▸ **AIM OF THE TASK**
Render every line of the material below as a Markdown table with the columns "Number" and "Line," numbering the rows and omitting blank lines.
**** EXCERPTED DATA
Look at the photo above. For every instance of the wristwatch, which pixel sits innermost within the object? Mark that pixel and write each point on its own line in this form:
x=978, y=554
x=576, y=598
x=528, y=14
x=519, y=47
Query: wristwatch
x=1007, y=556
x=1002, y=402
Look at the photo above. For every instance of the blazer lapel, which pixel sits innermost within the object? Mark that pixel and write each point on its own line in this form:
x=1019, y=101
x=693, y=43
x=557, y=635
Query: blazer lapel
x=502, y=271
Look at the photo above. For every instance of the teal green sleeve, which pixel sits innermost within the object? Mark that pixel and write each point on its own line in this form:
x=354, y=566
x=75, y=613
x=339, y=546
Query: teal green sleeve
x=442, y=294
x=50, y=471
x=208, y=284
********
▸ **SOLUTION TO THIS PROBLEM**
| Number | Line |
|---|---|
| 1 | Look at the photo above. For every instance of the wristwatch, which pixel sits innermost within the object? Mark that pixel and write each point on its own line in this form: |
| 2 | x=978, y=554 |
| 3 | x=576, y=598 |
| 4 | x=528, y=14 |
| 5 | x=519, y=47 |
| 6 | Query: wristwatch |
| 7 | x=1007, y=556 |
| 8 | x=1002, y=402 |
| 9 | Look at the photo above. For every instance of the blazer lapel, which pixel sits innermost within the object? Mark that pixel and write each point on its own line in this form: |
| 10 | x=1019, y=101 |
| 11 | x=693, y=43 |
| 12 | x=557, y=635 |
| 13 | Query: blazer lapel |
| 14 | x=502, y=271 |
| 15 | Look at the photo above. For every instance of the teal green sleeve, which pixel sits innermost within the object? Mark that pixel and write each point on its own line in this form: |
| 16 | x=354, y=566 |
| 17 | x=75, y=613 |
| 18 | x=339, y=546 |
| 19 | Query: teal green sleeve |
| 20 | x=442, y=294 |
| 21 | x=50, y=471 |
| 22 | x=208, y=284 |